• The input:

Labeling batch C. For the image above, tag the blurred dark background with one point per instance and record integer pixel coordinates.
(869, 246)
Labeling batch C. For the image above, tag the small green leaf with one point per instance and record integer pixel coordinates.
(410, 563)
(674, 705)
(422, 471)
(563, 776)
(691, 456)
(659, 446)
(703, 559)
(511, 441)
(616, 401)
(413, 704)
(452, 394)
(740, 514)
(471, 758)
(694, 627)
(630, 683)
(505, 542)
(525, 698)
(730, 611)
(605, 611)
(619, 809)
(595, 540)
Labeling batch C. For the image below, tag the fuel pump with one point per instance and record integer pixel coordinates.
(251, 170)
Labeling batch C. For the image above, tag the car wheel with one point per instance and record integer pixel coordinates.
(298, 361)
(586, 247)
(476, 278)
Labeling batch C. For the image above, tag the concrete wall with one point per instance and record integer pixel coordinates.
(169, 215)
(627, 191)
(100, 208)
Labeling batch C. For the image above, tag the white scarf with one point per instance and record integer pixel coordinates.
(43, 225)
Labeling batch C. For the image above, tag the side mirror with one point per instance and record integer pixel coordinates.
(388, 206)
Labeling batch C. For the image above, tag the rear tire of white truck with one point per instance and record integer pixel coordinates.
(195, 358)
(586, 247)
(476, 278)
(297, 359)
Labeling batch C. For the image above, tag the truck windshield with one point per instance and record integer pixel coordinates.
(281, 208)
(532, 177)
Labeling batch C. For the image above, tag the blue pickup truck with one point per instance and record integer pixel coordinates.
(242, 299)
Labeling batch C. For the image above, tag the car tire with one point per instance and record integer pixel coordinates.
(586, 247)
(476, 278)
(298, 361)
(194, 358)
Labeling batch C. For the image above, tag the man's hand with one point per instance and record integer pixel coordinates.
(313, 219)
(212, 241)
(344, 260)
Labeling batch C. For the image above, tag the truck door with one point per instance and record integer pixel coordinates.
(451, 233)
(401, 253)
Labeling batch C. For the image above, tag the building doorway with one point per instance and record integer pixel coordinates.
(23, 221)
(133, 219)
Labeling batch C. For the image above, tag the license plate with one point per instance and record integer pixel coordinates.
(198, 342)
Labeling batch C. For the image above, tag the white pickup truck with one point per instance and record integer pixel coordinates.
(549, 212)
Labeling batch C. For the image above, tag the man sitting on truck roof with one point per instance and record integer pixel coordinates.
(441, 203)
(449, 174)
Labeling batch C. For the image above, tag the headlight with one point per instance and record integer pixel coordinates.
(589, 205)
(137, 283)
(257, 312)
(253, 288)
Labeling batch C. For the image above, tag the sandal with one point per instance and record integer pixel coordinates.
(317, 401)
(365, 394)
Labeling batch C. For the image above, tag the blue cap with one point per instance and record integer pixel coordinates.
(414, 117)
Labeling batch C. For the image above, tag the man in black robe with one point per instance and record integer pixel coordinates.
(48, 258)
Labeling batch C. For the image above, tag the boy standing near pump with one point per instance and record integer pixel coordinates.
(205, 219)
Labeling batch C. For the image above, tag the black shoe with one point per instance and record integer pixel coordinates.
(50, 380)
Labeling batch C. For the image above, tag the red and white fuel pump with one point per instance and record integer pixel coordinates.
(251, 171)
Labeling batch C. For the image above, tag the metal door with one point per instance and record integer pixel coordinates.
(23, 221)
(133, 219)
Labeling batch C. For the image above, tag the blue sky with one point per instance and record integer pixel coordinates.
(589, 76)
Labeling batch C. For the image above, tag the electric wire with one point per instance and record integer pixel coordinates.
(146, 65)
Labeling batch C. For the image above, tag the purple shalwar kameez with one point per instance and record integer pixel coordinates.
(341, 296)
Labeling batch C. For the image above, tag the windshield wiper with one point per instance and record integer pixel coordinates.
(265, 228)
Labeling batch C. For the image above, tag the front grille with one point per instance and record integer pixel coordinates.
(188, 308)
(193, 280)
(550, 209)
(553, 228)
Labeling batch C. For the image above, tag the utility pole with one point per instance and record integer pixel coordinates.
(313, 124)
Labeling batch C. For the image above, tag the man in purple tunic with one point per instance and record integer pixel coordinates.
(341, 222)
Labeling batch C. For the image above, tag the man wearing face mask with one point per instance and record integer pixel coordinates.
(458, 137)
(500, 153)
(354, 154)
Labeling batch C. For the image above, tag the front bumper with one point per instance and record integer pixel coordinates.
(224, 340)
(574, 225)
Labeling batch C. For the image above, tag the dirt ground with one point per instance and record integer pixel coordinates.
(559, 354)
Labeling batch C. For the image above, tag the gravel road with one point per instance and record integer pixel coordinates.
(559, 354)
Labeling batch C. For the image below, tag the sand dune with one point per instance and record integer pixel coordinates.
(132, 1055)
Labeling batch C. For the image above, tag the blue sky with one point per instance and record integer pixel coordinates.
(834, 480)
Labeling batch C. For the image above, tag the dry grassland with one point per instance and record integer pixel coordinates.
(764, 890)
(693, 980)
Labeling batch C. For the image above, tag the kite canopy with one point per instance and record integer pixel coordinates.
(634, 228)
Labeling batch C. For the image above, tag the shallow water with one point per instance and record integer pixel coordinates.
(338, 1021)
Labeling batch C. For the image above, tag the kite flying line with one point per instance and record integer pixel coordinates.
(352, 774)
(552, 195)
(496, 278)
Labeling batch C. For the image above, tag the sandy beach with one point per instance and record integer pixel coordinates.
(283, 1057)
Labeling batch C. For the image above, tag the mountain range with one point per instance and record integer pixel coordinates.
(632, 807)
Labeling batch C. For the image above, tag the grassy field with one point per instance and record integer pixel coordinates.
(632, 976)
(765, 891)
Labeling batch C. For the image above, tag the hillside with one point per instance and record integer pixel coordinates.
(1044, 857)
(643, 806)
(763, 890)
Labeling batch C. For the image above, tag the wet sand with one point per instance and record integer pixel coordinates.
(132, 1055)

• Job:
Copy every one of the rows above word for word, without changing anything.

• Task output:
Labeling batch C. For the image above, tag the blurred dark background with one point per instance and record integer pixel coordinates.
(869, 246)
Labeling batch C. For the image above, tag the small green leaf with one point per instance and record integer pixel coordinates.
(410, 563)
(674, 705)
(422, 471)
(563, 776)
(691, 456)
(659, 446)
(703, 559)
(511, 441)
(616, 401)
(413, 704)
(452, 394)
(740, 514)
(471, 758)
(694, 627)
(630, 683)
(505, 542)
(525, 698)
(730, 611)
(605, 611)
(619, 809)
(595, 540)
Labeling batch C. For the image below, tag the fuel pump with one point per instance and record integer pixel coordinates.
(251, 170)
Labeling batch C. For the image above, tag the car wheel with one point per instance and record integer pixel coordinates.
(298, 361)
(586, 247)
(476, 278)
Labeling batch C. For the image above, tag the concrete wall with one point per instance and record integer pixel coordinates.
(169, 215)
(627, 191)
(100, 208)
Labeling batch C. For the image above, tag the white scarf with one point per instance and record integer pixel coordinates.
(43, 225)
Labeling batch C. For the image above, tag the side mirror with one point per instance and record integer pixel coordinates.
(388, 206)
Labeling batch C. For the image above, tag the rear tire of white truck with one point per instance and record integer pixel coordinates.
(195, 358)
(586, 247)
(476, 278)
(297, 359)
Labeling batch C. For the image above, tag the truck windshield with one point per instance and record integer pixel coordinates.
(281, 208)
(532, 177)
Labeling batch C. For the image above, tag the blue pickup truck with one point per instance and record integer pixel coordinates.
(242, 299)
Labeling batch C. For the image above, tag the car tire with one point per instance and record integer pixel coordinates.
(586, 247)
(476, 278)
(298, 361)
(194, 358)
Labeling batch C. For the image above, tag the man's hand with one point per instance and record integer pixel coordinates.
(313, 219)
(212, 241)
(344, 260)
Labeling batch C. For the image above, tag the truck door with one point per instance and record integer pixel coordinates.
(451, 233)
(401, 253)
Labeling batch C. For the image above, tag the building doorway with one point per instance and record integer pixel coordinates.
(23, 221)
(133, 219)
Labeling batch C. For the image above, tag the license plate with one point per instance and record integer pixel coordinates.
(198, 342)
Labeling batch C. For the image above, tag the white pickup truck with one point per instance and record integer pixel coordinates.
(549, 212)
Labeling batch C. For the image above, tag the man sitting on truck roof with one point per instance and record integer pixel coordinates.
(441, 203)
(449, 174)
Labeling batch C. For the image above, tag the headlight with one point per instance and record integer pixel coordinates.
(589, 205)
(137, 283)
(257, 312)
(253, 288)
Labeling batch C. For the image above, tag the sandal with one point per instance and record integer pixel coordinates.
(317, 401)
(365, 394)
Labeling batch C. For the image above, tag the blue cap with one point per instance and record integer pixel coordinates.
(414, 117)
Labeling batch C. For the image above, tag the man in black robe with one point per instance and record integer pixel coordinates.
(48, 258)
Labeling batch C. For the image above, tag the boy standing near pump with one point per instance and record integer pixel coordinates.
(205, 219)
Labeling batch C. For the image above, tag the black shoe with one point per instance and record integer pixel coordinates.
(50, 380)
Labeling batch C. For the image above, tag the red and white fuel pump with one point per instance and record integer pixel coordinates.
(251, 171)
Labeling batch C. For the image above, tag the metal door with one point per instance and record integer pixel coordinates.
(23, 221)
(133, 219)
Labeling batch C. For the image above, tag the blue sky with one point per instance and record integer pixel coordinates.
(589, 76)
Labeling batch C. For the image above, tag the electric wire with one point per instance and record integer pixel coordinates.
(146, 65)
Labeling batch C. For the image above, tag the purple shalwar kameez with one point per instance and record integer pixel coordinates.
(341, 296)
Labeling batch C. For the image above, tag the windshield wiper with one point per instance and record integer pixel coordinates.
(265, 228)
Labeling batch C. For the image above, tag the front grille with one point per instance and record integer pixel coordinates.
(188, 308)
(193, 280)
(550, 209)
(553, 228)
Labeling batch C. For the image above, tag the utility pole with one point per instance and record integer pixel coordinates.
(313, 124)
Labeling batch C. For the image above, tag the man in purple tunic with one point per instance and record integer pixel coordinates.
(341, 222)
Labeling batch C. For the image above, tag the man wearing face mask with one point per instance and record integer pixel coordinates.
(458, 137)
(500, 153)
(354, 154)
Labeling batch C. For the image above, tag the front bumper with one point per instance and record integer pixel coordinates.
(224, 340)
(574, 225)
Labeling batch C. For the image above, tag the dirt ground with one point per instance and record integer pixel coordinates.
(559, 354)
Labeling batch C. For the image above, tag the gravel road with one point per instance and record integer pixel coordinates.
(559, 354)
Labeling batch C. For the image below, tag the sand dune with one point per instance and record integer pixel coordinates.
(132, 1055)
Labeling batch C. For the image above, tag the blue sky with one point per instance and record integer pixel coordinates.
(834, 480)
Labeling batch C. For the image above, tag the dry grassland with one point per instance and record integer pixel coordinates.
(764, 890)
(693, 980)
Labeling batch C. For the image above, tag the kite canopy with one point per instance and record integer pixel coordinates.
(634, 228)
Labeling batch C. For the image above, tag the shallow water with one point per instance and record integer pixel coordinates.
(338, 1021)
Labeling batch C. For the image above, tag the kite flying line with one point per instance and record integer pixel coordinates.
(352, 774)
(552, 195)
(496, 278)
Labeling batch C. For the image above, tag the sandy beach with one point per instance and record integer pixel coordinates.
(283, 1057)
Labeling batch C. For the image above, tag the mountain range with one point per instance and record integer pixel coordinates.
(632, 807)
Labeling batch C. For the image above, tag the grassy field with one point per instance and record integer pixel coordinates.
(632, 976)
(765, 891)
Labeling batch C. For the image above, tag the hillside with one point per instance and record integer pixel coordinates.
(1044, 857)
(643, 806)
(763, 890)
Labeling batch C. For the image above, tag the wet sand with one point per instance and record integer pixel coordinates.
(132, 1055)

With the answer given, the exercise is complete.